--- Begin THE INPUT ---

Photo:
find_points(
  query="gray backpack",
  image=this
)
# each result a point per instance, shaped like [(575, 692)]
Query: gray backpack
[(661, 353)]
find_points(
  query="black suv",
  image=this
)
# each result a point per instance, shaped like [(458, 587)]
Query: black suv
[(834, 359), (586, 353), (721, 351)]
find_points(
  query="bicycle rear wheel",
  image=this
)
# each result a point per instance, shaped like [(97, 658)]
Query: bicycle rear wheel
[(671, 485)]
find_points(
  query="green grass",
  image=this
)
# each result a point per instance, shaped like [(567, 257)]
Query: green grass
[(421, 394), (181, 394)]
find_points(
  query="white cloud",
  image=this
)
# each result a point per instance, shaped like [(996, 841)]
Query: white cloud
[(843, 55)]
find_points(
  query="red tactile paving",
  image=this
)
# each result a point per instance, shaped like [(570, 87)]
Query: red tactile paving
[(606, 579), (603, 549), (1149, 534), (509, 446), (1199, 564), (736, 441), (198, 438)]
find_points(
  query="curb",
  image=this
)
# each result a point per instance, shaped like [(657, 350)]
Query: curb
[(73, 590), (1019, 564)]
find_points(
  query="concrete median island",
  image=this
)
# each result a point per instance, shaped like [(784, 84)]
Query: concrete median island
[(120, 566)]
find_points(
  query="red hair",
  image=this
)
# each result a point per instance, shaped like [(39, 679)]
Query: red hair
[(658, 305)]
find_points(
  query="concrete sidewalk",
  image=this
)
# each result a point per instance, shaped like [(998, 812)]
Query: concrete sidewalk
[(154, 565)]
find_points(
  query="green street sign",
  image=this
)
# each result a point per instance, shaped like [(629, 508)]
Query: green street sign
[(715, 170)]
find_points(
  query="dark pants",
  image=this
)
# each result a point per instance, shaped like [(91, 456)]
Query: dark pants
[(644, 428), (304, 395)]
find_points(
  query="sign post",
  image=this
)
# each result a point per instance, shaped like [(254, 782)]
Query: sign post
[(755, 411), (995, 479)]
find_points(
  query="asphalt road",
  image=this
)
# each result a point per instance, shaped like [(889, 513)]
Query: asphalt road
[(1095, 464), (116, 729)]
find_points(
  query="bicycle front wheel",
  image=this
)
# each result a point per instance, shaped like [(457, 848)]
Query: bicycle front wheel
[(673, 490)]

--- End THE INPUT ---

*EXERCISE AIM*
Give the records above again, word for word.

*ANSWER BELOW*
Photo:
find_points(
  query="gray backpack",
  image=this
)
# each result a point per instance, shaped like [(575, 692)]
Query: gray backpack
[(661, 353)]
find_points(
  query="black suv",
  image=this
)
# each result a point per instance, shaped like [(458, 587)]
Query: black suv
[(834, 359), (586, 353), (721, 351)]
find_points(
  query="bicycle rear wheel",
  image=this
)
# each result a point per instance, shaped like [(97, 658)]
Query: bicycle rear wheel
[(671, 485)]
find_points(
  query="green grass",
  image=this
)
# each result a point per instance, shaped like [(567, 257)]
Query: green grass
[(421, 394), (181, 394)]
find_points(
  query="white cloud",
  image=this
)
# each result a point per instance, shaped like [(996, 841)]
Query: white cloud
[(843, 55)]
find_points(
  query="red tactile paving",
  image=this
)
# each result a point per instance, shaped like [(570, 87)]
Query: red tactile paving
[(606, 579), (603, 549), (1149, 534), (509, 446), (1199, 564), (736, 441), (198, 438)]
find_points(
  query="curb",
  image=this
)
# each result a point per instance, shaped like [(657, 350)]
Query: curb
[(73, 590), (1019, 564)]
find_points(
  query="concrete median island",
  image=this
)
# each result a point per instance, shaped like [(784, 84)]
Query: concrete median island
[(120, 566)]
find_points(
  query="red hair",
  image=this
)
# each result a point per instance, shaped like [(39, 679)]
Query: red hair
[(658, 305)]
find_points(
  query="concrete sidewalk",
  image=this
)
# each result a point per instance, shaped like [(998, 812)]
Query: concrete sidewalk
[(154, 565)]
find_points(
  query="green street sign",
  image=this
)
# each result a point per instance, shaped like [(629, 508)]
Query: green street sign
[(715, 170)]
find_points(
  query="dark pants",
  image=this
)
# each result a point per instance, shaped like [(91, 456)]
Query: dark pants
[(644, 428), (304, 395)]
find_points(
  query="sign post",
  image=this
)
# each result a point per instance, shaped like [(254, 782)]
Query: sign post
[(755, 411), (995, 479)]
find_points(
  query="asphalt road",
  image=this
)
# each result a point per instance, shaped like [(889, 513)]
Query: asphalt road
[(1095, 464), (116, 729)]
find_points(
  query="bicycle front wheel",
  image=this
)
# each result a point per instance, shaped like [(457, 848)]
Query: bicycle front wheel
[(673, 490)]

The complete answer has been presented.